Point placement records
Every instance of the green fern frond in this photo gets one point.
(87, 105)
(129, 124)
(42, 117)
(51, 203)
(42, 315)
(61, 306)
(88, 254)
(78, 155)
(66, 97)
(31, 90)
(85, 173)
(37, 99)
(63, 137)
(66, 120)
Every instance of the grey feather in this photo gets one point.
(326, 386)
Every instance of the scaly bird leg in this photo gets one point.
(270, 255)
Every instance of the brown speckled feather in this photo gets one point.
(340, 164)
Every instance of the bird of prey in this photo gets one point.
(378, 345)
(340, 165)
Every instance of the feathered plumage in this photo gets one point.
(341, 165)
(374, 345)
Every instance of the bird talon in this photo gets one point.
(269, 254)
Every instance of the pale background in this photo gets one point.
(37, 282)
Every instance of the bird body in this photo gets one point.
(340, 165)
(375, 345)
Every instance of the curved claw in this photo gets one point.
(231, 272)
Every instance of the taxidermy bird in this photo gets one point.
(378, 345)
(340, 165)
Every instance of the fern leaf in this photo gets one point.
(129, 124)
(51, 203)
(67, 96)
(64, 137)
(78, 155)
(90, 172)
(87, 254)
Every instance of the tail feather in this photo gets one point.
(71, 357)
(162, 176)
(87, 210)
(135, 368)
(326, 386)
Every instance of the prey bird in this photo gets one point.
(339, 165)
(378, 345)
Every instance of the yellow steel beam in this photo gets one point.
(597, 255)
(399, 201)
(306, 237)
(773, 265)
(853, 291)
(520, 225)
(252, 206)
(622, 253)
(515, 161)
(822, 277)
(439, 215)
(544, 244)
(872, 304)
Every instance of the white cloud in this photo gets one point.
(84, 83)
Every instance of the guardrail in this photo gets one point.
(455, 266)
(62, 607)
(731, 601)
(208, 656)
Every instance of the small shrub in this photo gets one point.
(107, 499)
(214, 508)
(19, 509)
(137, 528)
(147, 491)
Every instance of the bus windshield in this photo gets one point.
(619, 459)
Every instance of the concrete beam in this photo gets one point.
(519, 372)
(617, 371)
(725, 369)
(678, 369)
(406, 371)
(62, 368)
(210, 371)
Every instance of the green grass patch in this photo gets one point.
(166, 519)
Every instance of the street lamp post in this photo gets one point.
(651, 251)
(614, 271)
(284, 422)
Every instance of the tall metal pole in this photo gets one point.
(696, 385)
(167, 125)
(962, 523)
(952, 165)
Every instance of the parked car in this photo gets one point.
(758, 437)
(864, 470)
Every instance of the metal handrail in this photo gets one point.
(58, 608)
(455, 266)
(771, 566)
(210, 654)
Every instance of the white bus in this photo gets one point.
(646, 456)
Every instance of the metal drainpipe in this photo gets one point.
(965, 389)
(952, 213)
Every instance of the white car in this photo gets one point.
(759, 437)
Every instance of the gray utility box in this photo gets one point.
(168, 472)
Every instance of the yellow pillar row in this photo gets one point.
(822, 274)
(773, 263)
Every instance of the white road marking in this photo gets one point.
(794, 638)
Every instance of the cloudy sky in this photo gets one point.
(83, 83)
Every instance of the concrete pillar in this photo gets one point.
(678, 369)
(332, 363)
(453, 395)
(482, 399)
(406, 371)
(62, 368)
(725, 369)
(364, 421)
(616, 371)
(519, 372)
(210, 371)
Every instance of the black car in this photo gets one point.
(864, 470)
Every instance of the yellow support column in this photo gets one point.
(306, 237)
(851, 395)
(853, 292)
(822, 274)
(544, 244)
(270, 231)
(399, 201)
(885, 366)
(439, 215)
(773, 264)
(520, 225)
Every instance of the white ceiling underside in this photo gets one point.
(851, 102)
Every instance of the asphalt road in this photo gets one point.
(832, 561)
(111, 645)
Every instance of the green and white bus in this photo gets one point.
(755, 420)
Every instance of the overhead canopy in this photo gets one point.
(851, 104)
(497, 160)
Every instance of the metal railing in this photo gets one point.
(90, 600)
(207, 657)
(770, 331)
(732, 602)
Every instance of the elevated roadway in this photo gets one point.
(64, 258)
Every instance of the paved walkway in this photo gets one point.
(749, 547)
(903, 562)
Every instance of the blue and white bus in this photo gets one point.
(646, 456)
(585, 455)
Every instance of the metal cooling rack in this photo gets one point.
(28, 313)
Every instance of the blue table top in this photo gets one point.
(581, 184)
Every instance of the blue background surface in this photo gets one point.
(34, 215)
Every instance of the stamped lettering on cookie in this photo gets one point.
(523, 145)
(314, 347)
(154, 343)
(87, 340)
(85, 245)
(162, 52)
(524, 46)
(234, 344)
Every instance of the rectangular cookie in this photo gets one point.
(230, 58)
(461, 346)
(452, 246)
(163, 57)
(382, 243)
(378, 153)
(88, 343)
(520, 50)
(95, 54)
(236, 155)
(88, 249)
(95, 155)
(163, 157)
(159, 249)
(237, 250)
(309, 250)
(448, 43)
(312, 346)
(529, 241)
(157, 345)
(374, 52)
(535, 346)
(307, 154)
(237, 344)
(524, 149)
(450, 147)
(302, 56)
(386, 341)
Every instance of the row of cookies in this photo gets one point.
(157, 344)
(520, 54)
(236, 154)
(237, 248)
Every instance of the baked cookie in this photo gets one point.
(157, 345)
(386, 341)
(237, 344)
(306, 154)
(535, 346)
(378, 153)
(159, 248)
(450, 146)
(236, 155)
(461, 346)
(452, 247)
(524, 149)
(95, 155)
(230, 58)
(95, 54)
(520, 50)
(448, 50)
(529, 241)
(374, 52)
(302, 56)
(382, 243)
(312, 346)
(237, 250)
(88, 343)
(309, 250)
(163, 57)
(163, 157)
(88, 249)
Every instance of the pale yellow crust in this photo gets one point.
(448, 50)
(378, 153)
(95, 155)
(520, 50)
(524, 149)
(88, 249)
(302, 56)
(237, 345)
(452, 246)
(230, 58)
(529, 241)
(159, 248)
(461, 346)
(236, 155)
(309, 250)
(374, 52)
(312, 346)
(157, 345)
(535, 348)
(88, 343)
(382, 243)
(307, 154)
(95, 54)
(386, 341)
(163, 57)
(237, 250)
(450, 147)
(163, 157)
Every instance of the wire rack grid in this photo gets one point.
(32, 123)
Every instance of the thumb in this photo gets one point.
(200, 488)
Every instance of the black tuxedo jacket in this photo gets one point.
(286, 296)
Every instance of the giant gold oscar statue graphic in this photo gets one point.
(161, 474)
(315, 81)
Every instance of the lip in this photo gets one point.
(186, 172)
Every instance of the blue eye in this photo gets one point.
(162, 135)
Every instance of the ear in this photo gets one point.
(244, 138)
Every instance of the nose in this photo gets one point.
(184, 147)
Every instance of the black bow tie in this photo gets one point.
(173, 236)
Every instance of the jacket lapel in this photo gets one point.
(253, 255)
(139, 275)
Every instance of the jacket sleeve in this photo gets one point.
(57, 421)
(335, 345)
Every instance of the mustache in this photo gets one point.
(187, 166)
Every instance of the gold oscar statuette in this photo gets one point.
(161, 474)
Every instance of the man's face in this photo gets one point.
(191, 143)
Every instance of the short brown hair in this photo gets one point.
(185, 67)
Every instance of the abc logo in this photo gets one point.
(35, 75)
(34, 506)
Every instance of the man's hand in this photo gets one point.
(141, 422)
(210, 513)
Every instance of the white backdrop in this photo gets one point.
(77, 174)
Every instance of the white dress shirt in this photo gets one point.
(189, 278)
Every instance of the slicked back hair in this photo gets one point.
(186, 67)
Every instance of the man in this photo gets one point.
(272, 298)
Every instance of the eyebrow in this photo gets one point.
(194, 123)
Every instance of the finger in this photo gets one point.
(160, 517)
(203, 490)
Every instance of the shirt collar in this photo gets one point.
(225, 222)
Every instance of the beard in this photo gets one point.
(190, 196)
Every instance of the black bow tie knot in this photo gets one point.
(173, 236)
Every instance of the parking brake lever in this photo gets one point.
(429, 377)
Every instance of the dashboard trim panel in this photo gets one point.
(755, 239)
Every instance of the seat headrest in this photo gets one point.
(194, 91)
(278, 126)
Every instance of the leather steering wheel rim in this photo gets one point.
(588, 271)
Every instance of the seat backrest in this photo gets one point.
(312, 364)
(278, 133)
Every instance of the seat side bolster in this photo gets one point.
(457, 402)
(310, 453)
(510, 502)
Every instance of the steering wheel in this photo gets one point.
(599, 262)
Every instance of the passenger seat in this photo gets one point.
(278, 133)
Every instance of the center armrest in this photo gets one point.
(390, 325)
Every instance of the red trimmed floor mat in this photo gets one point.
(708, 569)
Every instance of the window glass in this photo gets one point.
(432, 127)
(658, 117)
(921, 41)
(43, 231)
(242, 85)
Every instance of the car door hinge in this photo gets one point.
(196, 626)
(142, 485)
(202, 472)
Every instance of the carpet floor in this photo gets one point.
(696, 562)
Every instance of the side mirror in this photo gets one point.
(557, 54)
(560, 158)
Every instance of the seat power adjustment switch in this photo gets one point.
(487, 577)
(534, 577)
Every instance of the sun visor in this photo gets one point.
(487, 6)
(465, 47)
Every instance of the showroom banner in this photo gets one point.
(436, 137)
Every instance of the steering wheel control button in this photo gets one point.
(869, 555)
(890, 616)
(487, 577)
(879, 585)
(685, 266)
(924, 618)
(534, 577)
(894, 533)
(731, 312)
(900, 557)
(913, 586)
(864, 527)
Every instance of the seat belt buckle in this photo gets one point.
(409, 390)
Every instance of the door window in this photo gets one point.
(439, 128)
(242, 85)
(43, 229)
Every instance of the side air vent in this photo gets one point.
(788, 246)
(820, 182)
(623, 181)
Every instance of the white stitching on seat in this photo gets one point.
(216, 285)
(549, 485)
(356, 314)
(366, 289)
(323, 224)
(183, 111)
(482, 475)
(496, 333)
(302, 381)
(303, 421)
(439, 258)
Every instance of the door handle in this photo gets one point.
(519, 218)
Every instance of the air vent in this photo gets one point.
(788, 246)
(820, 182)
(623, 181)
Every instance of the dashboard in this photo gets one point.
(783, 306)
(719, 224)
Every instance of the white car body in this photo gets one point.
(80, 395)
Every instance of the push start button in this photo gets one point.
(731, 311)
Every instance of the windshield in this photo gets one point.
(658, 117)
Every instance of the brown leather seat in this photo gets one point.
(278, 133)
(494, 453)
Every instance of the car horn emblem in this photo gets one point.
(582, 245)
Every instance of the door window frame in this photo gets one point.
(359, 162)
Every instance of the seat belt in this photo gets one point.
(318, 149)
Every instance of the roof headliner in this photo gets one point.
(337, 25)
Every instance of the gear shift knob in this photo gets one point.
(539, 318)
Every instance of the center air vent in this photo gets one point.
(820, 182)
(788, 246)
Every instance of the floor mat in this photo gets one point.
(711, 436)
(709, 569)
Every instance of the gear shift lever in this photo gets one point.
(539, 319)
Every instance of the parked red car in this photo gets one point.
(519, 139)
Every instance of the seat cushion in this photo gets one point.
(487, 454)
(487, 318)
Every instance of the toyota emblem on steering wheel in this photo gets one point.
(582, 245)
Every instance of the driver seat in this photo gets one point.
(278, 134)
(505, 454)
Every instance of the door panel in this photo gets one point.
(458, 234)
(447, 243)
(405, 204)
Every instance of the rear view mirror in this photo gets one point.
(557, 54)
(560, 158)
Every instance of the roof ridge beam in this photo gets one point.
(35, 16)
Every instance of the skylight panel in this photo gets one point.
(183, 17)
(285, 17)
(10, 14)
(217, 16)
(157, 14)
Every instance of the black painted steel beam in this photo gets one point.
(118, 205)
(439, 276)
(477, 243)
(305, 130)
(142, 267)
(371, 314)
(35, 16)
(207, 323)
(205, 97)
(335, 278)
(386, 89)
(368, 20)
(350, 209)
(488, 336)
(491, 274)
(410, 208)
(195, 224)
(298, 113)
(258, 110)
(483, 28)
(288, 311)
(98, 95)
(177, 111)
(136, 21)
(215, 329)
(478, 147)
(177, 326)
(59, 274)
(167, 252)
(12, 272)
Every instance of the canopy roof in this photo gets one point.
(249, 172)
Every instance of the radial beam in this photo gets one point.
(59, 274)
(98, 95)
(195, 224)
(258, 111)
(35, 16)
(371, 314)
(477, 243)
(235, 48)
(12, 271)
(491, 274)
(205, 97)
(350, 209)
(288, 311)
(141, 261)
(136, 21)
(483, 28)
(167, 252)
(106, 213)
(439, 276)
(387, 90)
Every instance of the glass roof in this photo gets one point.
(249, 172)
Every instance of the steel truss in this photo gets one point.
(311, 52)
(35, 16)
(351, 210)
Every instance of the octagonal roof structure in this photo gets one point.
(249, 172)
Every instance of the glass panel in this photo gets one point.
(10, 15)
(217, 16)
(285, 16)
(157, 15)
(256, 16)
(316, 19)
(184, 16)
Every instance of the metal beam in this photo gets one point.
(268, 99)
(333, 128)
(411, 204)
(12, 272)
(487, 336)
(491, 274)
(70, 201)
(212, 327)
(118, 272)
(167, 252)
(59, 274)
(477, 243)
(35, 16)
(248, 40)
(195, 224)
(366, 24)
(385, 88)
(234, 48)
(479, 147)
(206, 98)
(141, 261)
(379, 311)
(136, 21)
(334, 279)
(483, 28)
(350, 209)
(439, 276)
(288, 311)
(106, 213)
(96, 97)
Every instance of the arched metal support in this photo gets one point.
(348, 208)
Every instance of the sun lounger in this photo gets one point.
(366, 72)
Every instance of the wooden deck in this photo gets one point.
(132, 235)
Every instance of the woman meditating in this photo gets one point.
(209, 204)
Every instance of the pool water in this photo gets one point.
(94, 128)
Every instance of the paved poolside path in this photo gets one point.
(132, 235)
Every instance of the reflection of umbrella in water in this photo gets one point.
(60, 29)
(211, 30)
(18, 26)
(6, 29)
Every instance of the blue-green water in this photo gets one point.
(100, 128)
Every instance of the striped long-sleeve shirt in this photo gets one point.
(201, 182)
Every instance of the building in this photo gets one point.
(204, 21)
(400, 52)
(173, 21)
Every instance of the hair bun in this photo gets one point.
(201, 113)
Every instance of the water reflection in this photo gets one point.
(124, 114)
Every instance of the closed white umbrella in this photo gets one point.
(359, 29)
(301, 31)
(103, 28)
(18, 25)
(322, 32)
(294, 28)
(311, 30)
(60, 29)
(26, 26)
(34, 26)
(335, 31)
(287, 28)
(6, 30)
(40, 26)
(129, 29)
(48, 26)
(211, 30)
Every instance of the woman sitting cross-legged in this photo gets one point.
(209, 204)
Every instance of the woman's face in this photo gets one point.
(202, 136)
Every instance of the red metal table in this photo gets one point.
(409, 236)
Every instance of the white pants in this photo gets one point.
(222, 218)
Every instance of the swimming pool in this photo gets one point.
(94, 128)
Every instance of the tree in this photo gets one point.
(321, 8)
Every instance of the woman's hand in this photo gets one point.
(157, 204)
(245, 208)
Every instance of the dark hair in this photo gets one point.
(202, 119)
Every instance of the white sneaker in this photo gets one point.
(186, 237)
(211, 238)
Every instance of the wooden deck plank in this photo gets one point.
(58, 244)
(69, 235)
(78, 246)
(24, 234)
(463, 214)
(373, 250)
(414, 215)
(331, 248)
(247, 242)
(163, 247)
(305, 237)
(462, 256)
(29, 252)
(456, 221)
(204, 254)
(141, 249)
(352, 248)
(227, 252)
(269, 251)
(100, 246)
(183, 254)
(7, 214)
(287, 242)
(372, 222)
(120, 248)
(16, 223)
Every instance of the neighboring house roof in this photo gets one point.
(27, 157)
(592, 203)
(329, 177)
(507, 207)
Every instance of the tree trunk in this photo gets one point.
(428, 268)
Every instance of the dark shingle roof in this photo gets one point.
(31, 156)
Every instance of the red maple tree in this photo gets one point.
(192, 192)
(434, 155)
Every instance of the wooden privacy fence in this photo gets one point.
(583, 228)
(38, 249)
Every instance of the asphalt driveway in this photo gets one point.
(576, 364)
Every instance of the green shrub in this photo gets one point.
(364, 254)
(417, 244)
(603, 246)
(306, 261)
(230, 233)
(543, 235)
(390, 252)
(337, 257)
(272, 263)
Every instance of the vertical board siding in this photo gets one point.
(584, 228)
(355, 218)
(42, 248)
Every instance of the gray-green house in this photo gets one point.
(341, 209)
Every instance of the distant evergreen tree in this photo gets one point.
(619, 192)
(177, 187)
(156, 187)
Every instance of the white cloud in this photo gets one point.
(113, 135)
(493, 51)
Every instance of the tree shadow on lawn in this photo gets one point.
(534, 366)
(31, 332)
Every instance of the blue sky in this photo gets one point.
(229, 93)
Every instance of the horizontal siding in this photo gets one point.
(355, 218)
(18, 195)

## [DIRECTIVE]
From the line containing "Every instance of the red metal" through the final line of the listing above, retype every line exactly; leave out everything else.

## [SOLUTION TO THIS TASK]
Every instance of the red metal table in this photo gets one point.
(409, 236)
Every instance of the white pants in this photo gets one point.
(222, 218)
Every instance of the swimming pool in this photo gets one point.
(94, 128)
Every instance of the tree in this photo gets one point.
(321, 8)
Every instance of the woman's hand in this photo gets one point.
(157, 204)
(245, 208)
Every instance of the dark hair in this photo gets one point.
(202, 119)
Every instance of the white sneaker in this photo gets one point.
(186, 237)
(211, 238)
Every instance of the wooden deck plank in this photo gets one point.
(58, 244)
(69, 235)
(78, 246)
(24, 234)
(463, 214)
(373, 250)
(414, 215)
(331, 248)
(247, 242)
(163, 247)
(305, 237)
(462, 256)
(29, 252)
(456, 221)
(204, 254)
(141, 249)
(352, 248)
(227, 252)
(269, 251)
(100, 246)
(183, 254)
(7, 214)
(287, 242)
(372, 222)
(120, 248)
(16, 223)
Every instance of the neighboring house roof in this photo gets one point.
(27, 157)
(592, 203)
(329, 177)
(507, 207)
Every instance of the tree trunk in this photo gets one point.
(428, 268)
Every instance of the dark shingle roof in this photo gets one point.
(31, 156)
Every instance of the red maple tree in this photo gets one point.
(192, 192)
(434, 155)
Every instance of the wooden privacy fence in this photo gets one point.
(583, 228)
(38, 249)
Every instance of the asphalt driveway in this photo gets one point.
(576, 364)
Every instance of the green shrub in this photo gets one point.
(364, 254)
(417, 244)
(603, 246)
(306, 261)
(230, 233)
(543, 235)
(390, 252)
(337, 257)
(272, 263)
Every instance of the vertical board siding in this photo gets one point.
(584, 228)
(355, 218)
(42, 248)
Every instance of the gray-green house in this photo gets one point.
(341, 209)
Every instance of the distant evergreen tree in this photo gets one point.
(619, 192)
(177, 187)
(156, 187)
Every instance of the white cloud in this photo gets one point.
(113, 135)
(493, 51)
Every instance of the tree shadow on lawn in this photo gets one point.
(534, 366)
(31, 332)
Every instance of the blue sky in this photo gets one point.
(229, 93)
Every instance of the horizontal siding in this photo gets one point.
(355, 218)
(18, 195)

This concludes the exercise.